___ Text segment ___
Washing, starching and ironing seven or ten shirts per week was just not up every housewife's street. Single men were a different story, even if they did have access to washing machine, most didn't have a clue about starching and ironing. Military men excluded.....

For most households the small expense of sending shirts to "Chinese" hand laundries (who were cheaper than French hand laundries) was a better choice than doing them at home. Men are fussy about their shirts and many wives already had enough on their plates without bothering with His Nibbs shirts every week.

Even today at least in NYC every morning you see men or housewives dropping off bundles of shirts at local corner laundries. These are not exclusive operations per more like "Chinese family laundries". The stores are just drop places; everything is sent to wholesalers that do the actual washing and drying. Ironing OTOH when called for (shirts, sheets, etc...) is done either at the wholesaler, or at shop.

Here is a NYT article from three years ago about a Chinese laundry in Brooklyn just scrapping by: https://www.nytimes.com/2016/01/17/nyregion/laundry-service-in-new-york-city-brooklyn-san-toy.html
 
Thank you, Launderess, for the link to the beautiful story. So does the "hand" laundry designation apply to the ironing by hand and not the whole washing process or is that a recent development? First generation children, thanks to our education system and their parents who knew the value of an education are finishing college. It is every immigrant's dream.  What a blessing.

 

The Chinese couple who ran the laundry/dry cleaners in our shopping center retired after many decades. They and their big white poodle were very friendly and they early adapted to using a type of dry cleaning solution that did not harm the environment.  There is a young Indian couple with a cleaning establishment in a nearby shopping center.
 
In grand tradition of laundries

Pecking order was:

French Hand Laundries - Did most washing but all ironing by hand in house.

Chinese Laundries - Sent out washing to wholesalers but did ironing (by hand or machine) in house.

Family laundries/dry cleaners - Did all laundry by machine with perhaps some touch-up work by hand.

This pretty much sums things up nicely: https://books.google.com/books?id=u...6&focus=viewport&dq=mrs+roles+private+laundry
 
General rule for laundry businesses is you either do very little and charge higher prices, or volume at lower rates.
___ Data excerpts ___
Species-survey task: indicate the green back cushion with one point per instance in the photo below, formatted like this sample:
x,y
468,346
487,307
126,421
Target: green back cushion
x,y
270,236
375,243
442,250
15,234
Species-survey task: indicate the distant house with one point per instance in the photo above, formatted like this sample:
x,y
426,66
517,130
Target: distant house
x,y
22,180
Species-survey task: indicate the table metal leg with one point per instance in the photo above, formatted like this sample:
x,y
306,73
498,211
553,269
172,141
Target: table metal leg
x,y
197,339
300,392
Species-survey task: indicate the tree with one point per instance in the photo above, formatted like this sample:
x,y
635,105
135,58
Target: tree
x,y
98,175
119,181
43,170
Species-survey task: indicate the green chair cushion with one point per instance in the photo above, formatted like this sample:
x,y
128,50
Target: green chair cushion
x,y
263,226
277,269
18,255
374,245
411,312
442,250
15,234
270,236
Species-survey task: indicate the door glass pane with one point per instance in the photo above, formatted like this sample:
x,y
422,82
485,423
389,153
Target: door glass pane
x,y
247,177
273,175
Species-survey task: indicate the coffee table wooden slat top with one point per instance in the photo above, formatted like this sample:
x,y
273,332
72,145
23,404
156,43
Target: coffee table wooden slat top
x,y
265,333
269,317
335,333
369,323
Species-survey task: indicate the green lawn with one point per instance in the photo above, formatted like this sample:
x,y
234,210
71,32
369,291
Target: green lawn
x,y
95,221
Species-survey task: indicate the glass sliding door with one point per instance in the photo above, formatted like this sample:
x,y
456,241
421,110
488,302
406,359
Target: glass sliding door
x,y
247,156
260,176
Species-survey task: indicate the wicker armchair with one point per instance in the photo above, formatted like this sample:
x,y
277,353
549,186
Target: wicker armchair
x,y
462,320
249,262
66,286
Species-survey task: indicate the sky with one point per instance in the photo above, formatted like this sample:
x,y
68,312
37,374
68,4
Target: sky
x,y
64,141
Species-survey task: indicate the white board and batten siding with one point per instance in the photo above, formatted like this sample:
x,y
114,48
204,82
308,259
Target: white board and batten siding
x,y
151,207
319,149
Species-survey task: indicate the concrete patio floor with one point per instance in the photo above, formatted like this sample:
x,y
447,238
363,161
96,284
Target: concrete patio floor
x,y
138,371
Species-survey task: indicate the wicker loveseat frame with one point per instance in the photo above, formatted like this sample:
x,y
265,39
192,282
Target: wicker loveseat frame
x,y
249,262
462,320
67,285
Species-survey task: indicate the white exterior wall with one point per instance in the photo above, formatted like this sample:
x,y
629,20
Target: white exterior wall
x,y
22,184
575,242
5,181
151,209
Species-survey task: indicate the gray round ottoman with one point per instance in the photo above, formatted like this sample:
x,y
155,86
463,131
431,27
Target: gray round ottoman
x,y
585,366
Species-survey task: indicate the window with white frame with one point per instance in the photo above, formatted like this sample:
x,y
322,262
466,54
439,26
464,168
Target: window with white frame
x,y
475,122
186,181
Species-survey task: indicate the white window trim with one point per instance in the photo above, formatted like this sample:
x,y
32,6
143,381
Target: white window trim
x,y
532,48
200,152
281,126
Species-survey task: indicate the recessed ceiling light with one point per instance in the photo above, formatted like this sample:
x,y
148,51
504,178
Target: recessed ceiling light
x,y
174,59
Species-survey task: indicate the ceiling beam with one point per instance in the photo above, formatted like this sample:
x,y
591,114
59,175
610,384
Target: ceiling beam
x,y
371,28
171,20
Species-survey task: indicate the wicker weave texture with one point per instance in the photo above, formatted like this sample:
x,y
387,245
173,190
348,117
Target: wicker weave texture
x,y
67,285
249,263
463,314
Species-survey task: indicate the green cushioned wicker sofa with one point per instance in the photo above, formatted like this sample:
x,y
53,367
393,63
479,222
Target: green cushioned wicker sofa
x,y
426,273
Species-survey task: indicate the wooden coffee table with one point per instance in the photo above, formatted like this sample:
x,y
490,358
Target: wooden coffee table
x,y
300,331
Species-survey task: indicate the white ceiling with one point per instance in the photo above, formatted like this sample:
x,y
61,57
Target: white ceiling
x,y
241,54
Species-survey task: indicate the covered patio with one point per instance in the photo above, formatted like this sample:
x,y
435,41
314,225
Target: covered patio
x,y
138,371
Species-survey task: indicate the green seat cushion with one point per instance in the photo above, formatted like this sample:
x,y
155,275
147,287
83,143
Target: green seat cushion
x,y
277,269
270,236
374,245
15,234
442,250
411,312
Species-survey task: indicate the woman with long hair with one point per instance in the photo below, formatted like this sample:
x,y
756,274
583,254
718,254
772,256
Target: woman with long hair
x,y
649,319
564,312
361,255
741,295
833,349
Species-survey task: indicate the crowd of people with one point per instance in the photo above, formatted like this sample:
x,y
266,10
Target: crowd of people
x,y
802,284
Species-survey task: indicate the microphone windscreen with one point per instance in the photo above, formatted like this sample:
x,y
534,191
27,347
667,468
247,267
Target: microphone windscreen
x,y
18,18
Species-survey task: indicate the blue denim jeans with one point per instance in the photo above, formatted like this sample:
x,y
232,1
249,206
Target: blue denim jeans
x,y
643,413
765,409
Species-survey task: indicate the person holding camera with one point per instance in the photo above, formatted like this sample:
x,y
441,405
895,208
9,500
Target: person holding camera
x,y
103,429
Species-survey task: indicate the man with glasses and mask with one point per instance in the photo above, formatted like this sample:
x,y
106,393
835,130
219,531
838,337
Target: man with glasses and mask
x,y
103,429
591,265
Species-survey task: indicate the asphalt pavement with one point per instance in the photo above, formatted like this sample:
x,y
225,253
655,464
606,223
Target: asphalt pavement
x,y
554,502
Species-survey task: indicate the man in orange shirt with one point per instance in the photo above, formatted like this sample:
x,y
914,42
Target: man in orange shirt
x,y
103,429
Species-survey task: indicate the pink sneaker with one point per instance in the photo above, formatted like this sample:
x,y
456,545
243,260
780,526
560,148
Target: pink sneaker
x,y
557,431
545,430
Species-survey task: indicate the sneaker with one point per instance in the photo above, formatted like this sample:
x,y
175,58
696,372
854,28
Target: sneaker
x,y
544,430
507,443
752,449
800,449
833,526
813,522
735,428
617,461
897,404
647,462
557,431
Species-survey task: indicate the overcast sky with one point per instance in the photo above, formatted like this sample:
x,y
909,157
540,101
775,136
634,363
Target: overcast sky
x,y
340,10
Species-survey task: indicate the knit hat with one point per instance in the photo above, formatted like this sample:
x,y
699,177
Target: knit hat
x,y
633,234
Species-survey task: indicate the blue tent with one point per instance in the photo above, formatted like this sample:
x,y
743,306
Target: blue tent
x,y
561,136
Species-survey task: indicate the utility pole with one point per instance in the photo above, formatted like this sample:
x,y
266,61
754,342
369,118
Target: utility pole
___
**Questions to answer**
A) Using the laundry text, mark each statement yes or no, and quote the text's exact deciding words: (i) Chinese hand laundries charged less than French hand laundries. (ii) French hand laundries sent their washing out to wholesalers. (iii) The Chinese couple in the shopping center used a dry cleaning solution that harmed the environment.
B) Repeat the part of the laundry text starting with "Here is a NYT" and going on through "What a blessing.".
The records come from a separate source and are unrelated to the laundry text.

**Your responses**
A)
(i) Yes: "who were cheaper than French hand laundries"
(ii) No: "Did most washing but all ironing by hand in house."
(iii) No: "a type of dry cleaning solution that did not harm the environment"

B)
Here is a NYT article from three years ago about a Chinese laundry in Brooklyn just scrapping by: https://www.nytimes.com/2016/01/17/nyregion/laundry-service-in-new-york-city-brooklyn-san-toy.html
 
Thank you, Launderess, for the link to the beautiful story. So does the "hand" laundry designation apply to the ironing by hand and not the whole washing process or is that a recent development? First generation children, thanks to our education system and their parents who knew the value of an education are finishing college. It is every immigrant's dream.  What a blessing.